### EXERCISE:
Could the whole of the data below be written out verbatim?

(Collected data)

+ + + + + + +

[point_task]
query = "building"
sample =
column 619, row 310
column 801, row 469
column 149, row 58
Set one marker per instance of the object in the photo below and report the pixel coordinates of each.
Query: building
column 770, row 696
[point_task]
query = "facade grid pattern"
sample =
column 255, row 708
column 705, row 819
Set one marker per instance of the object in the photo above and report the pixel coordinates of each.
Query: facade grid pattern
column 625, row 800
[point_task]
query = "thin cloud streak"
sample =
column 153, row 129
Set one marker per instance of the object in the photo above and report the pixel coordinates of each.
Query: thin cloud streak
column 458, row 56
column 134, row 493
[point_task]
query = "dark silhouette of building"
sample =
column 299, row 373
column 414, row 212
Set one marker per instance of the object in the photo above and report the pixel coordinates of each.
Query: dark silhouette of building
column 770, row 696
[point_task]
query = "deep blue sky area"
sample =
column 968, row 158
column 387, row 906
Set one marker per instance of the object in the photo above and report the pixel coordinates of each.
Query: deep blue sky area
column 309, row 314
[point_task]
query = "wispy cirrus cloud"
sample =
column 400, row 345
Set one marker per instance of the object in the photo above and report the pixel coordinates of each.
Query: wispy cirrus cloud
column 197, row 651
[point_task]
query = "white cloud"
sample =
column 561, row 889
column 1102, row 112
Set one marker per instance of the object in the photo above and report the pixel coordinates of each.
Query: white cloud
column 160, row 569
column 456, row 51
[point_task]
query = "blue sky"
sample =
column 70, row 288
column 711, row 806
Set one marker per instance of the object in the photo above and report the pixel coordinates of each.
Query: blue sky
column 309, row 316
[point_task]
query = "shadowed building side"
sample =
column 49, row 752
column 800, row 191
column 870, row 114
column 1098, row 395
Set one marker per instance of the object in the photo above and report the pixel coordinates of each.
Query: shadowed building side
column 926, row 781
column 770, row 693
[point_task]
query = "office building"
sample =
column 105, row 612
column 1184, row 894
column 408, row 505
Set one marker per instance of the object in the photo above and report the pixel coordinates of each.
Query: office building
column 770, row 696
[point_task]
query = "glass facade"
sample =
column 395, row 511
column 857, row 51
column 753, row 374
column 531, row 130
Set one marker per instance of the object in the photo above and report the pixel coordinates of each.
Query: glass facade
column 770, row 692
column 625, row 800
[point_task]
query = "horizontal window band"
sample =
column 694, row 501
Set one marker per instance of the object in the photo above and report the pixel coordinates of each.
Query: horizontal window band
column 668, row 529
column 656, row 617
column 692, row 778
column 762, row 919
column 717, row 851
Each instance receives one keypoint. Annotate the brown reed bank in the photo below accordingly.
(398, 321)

+ + + + + + +

### ANSWER TO THIS EXERCISE:
[point_task]
query = "building"
sample =
column 619, row 310
column 801, row 469
column 149, row 58
Set one marker per instance of the object in the photo below and report the pixel coordinates of each.
Query: building
column 770, row 696
[point_task]
query = "facade grid pattern"
sample =
column 255, row 708
column 705, row 819
Set one marker per instance of the object in the photo above and report the pixel coordinates of each.
Query: facade grid pattern
column 625, row 800
[point_task]
query = "thin cloud streak"
sample =
column 153, row 129
Set one marker per instance of the object in the photo above and report the pixel coordinates of each.
Query: thin cloud streak
column 458, row 56
column 134, row 493
[point_task]
query = "dark silhouette of building"
sample =
column 299, row 373
column 414, row 212
Set one marker per instance of the object in the photo above and report the pixel coordinates of each.
Query: dark silhouette of building
column 770, row 696
[point_task]
query = "deep blue sky area"
sample =
column 968, row 158
column 387, row 906
Set one marker per instance of the object in the photo above and report the pixel coordinates of each.
Query: deep blue sky area
column 309, row 314
[point_task]
query = "wispy cirrus cloud"
sample =
column 400, row 345
Set one marker per instance of the object in the photo above and report the pixel coordinates of each.
Query: wispy cirrus cloud
column 197, row 651
[point_task]
query = "white cloud"
sample =
column 561, row 889
column 1102, row 112
Set one marker per instance of the object in the photo above and report the pixel coordinates of each.
Query: white cloud
column 160, row 569
column 456, row 51
[point_task]
query = "blue sky"
sample =
column 70, row 288
column 711, row 806
Set one marker per instance of the object in the photo above and report the pixel coordinates of each.
Query: blue sky
column 309, row 316
[point_task]
query = "shadowed building side"
sample =
column 49, row 752
column 800, row 191
column 870, row 114
column 1098, row 395
Set one marker per instance of the object in the photo above and report the pixel coordinates of each.
Query: shadowed building side
column 926, row 781
column 770, row 693
[point_task]
query = "office building"
sample =
column 105, row 612
column 1184, row 894
column 408, row 505
Set one marker per instance of the object in the photo above and report the pixel coordinates of each.
Query: office building
column 770, row 696
[point_task]
query = "glass facade"
sample =
column 395, row 511
column 857, row 51
column 753, row 374
column 531, row 130
Set one marker per instance of the object in the photo above and report the pixel coordinates of each.
Query: glass facade
column 770, row 692
column 625, row 800
[point_task]
query = "horizontal window band"
sample =
column 694, row 501
Set one marker per instance of the object in the photo above and report the pixel coordinates of each.
Query: horizontal window band
column 668, row 529
column 656, row 617
column 692, row 778
column 762, row 919
column 717, row 851
Each instance receives one keypoint. Annotate the brown reed bank in the photo below accordingly.
(398, 321)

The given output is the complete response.